| Problem statement |
Count how many lines in the records below contain the string "bush", matching case exactly. Reply with the number alone.

| Source records |
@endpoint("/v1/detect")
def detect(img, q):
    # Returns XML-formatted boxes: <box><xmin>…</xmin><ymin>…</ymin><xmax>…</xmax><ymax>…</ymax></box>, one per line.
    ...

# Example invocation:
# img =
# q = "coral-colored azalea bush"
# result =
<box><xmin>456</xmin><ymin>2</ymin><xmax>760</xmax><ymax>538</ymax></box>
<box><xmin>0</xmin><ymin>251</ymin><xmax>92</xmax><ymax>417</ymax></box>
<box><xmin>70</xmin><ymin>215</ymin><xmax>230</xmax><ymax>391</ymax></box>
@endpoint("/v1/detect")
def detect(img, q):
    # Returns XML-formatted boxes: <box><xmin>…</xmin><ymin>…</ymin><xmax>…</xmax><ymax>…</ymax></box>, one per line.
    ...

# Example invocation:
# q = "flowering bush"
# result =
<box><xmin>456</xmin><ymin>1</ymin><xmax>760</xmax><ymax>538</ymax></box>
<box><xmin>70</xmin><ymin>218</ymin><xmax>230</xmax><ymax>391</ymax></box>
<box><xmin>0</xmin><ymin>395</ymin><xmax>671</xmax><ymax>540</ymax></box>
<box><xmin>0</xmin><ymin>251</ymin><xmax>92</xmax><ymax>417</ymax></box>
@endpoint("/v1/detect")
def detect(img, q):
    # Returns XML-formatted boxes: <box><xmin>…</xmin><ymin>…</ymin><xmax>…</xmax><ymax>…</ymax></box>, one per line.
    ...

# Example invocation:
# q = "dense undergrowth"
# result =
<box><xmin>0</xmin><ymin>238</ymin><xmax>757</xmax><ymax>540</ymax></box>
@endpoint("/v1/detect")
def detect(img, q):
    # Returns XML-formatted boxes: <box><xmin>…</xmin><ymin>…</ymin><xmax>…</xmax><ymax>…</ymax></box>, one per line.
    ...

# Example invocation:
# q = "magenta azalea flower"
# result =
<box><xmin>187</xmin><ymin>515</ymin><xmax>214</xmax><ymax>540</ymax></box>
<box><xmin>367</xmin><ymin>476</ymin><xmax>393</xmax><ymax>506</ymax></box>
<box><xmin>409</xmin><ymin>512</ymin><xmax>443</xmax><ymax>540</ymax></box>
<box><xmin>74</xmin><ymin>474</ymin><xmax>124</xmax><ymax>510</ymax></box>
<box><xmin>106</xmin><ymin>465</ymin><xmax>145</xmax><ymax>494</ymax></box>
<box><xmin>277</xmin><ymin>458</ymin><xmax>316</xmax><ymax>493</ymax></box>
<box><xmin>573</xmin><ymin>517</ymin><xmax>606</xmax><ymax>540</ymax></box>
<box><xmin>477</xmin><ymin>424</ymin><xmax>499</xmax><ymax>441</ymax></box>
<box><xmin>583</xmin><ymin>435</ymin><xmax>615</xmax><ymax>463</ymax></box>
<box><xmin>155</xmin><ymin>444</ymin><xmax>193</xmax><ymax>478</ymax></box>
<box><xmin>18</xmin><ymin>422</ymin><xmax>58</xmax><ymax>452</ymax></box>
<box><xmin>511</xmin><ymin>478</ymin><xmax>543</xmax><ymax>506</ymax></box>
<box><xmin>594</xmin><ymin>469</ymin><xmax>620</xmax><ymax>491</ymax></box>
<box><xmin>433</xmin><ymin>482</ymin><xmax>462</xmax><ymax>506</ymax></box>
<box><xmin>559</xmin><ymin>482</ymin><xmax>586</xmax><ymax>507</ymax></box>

| Exercise response |
2